**SOURCE PASSAGE:**
>> Start

The Institute for Non-Equilibrium Phenomena (INEP) is a cross-disciplinary research institute based in Lucca (IT) dedicated to exploring how systems evolve, adapt, and organize under dynamic, non-equilibrium conditions. Our mission is to harness this understanding to address urgent challenges across science, technology, the environment, and society.
Mission:
At INEP, we are dedicated to advancing the understanding of complex systems across disciplines, from the dynamics of financial markets and global economies to the behavior of physical, climatic, and computational systems far from equilibrium.
Our mission is to uncover the fundamental principles that govern balance and imbalance in natural and artificial systems, bridging theory, data, and computation to inform science, society, and policy.
We bring together researchers in physics, economics, finance, climate science, and computer science to foster an integrative approach to complexity — one that transcends traditional disciplinary boundaries. Through collaboration, open inquiry, and innovation, we aim to illuminate how equilibrium emerges, breaks, and reforms in systems that shape our world.

>> End

Rewrite the paragraph of the institute description that begins "We bring together researchers" as a short bulleted list that keeps its main facts. The material that comes next plays no part in this.

Bounding box records
>> Start

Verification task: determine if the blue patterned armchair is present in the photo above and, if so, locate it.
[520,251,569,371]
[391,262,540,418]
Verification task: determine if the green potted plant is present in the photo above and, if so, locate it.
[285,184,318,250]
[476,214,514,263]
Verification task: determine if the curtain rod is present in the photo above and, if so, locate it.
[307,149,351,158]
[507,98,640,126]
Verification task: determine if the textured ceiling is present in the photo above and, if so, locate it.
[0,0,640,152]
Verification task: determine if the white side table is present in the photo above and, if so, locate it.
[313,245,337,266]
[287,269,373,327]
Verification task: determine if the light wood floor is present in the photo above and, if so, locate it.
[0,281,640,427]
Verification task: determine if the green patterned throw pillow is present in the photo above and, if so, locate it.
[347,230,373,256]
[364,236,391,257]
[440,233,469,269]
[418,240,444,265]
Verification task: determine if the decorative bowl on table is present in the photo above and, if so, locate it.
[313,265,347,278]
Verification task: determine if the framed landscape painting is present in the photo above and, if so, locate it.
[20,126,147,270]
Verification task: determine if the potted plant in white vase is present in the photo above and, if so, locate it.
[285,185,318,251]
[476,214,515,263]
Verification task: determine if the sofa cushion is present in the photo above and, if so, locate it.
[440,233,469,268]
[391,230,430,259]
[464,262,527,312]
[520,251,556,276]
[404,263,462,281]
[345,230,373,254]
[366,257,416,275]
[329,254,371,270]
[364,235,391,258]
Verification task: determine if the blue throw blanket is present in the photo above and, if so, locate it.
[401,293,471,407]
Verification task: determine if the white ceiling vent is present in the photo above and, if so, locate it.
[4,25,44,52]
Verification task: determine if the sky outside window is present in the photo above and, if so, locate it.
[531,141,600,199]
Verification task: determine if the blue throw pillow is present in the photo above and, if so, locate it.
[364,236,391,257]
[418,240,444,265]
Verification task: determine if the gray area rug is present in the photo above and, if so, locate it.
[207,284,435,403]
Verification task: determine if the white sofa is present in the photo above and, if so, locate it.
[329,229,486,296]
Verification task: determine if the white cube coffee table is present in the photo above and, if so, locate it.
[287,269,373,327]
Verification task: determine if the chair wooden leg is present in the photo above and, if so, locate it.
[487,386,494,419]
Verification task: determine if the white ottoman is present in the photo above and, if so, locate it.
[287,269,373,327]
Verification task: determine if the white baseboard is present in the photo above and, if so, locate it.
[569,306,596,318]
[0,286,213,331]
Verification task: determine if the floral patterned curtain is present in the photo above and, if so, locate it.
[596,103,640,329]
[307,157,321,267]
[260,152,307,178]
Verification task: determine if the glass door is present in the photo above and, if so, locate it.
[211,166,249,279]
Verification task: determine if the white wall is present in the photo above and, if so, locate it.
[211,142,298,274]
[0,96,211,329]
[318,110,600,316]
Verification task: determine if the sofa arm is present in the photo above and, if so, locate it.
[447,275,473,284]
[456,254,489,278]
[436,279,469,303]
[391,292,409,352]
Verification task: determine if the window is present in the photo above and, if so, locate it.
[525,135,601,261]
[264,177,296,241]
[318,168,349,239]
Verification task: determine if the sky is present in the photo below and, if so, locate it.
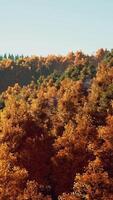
[0,0,113,56]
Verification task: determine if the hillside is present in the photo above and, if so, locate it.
[0,49,113,200]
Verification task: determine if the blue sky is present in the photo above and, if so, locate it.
[0,0,113,55]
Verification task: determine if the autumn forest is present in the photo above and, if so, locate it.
[0,49,113,200]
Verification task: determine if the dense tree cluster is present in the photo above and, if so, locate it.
[0,49,113,200]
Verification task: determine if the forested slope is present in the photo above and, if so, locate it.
[0,49,113,200]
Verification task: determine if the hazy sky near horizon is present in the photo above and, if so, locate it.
[0,0,113,55]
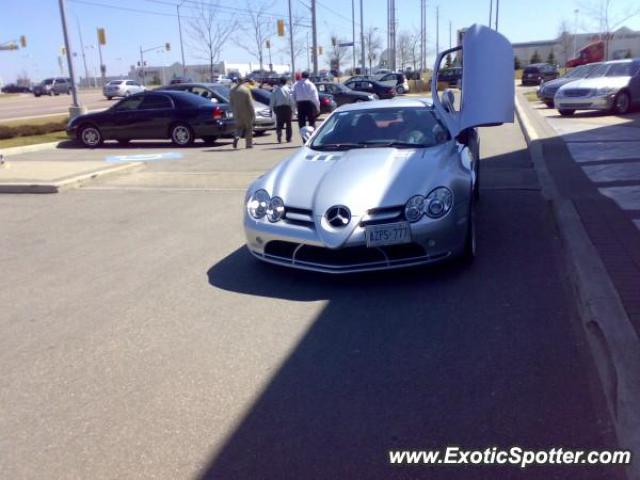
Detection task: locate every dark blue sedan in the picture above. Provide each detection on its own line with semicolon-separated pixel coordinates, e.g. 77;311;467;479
67;91;234;148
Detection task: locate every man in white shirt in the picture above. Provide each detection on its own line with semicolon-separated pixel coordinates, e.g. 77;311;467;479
269;77;295;143
293;72;320;128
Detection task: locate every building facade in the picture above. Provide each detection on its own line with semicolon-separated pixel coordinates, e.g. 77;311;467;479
513;27;640;66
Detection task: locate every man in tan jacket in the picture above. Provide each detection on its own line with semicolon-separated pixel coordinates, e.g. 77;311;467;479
229;78;256;148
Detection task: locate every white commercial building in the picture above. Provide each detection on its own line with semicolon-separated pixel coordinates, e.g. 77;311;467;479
513;27;640;65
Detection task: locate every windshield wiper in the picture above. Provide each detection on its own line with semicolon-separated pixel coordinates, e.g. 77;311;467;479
310;143;366;151
359;141;429;148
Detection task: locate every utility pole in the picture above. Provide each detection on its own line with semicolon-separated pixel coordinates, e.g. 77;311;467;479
436;5;440;55
311;0;318;75
76;16;92;87
289;0;296;78
573;8;579;58
489;0;493;28
360;0;367;75
58;0;82;118
352;0;356;75
176;0;186;77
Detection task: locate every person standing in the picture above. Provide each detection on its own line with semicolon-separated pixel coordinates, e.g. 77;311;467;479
269;77;294;143
229;78;256;148
293;72;320;132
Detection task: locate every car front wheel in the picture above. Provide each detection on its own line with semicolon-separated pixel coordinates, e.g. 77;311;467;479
171;123;193;147
80;125;103;148
461;200;476;265
613;92;631;115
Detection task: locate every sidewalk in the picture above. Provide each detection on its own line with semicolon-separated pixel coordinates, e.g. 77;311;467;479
516;91;640;479
0;155;140;193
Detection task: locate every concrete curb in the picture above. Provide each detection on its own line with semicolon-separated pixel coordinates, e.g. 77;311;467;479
0;140;64;157
0;162;143;193
516;93;640;480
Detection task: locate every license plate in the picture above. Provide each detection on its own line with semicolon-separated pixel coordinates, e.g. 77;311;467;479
364;222;411;247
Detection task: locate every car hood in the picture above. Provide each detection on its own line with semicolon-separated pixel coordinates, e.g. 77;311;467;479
540;78;581;90
248;141;457;247
560;76;631;90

>> End

**EXERCISE RESULT:**
- Brings together researchers in physics, economics, finance, climate science, and computer science
- Takes an integrative approach to complexity that goes beyond traditional disciplinary boundaries
- Works through collaboration, open inquiry, and innovation
- Aims to show how equilibrium emerges, breaks, and reforms in systems that shape the world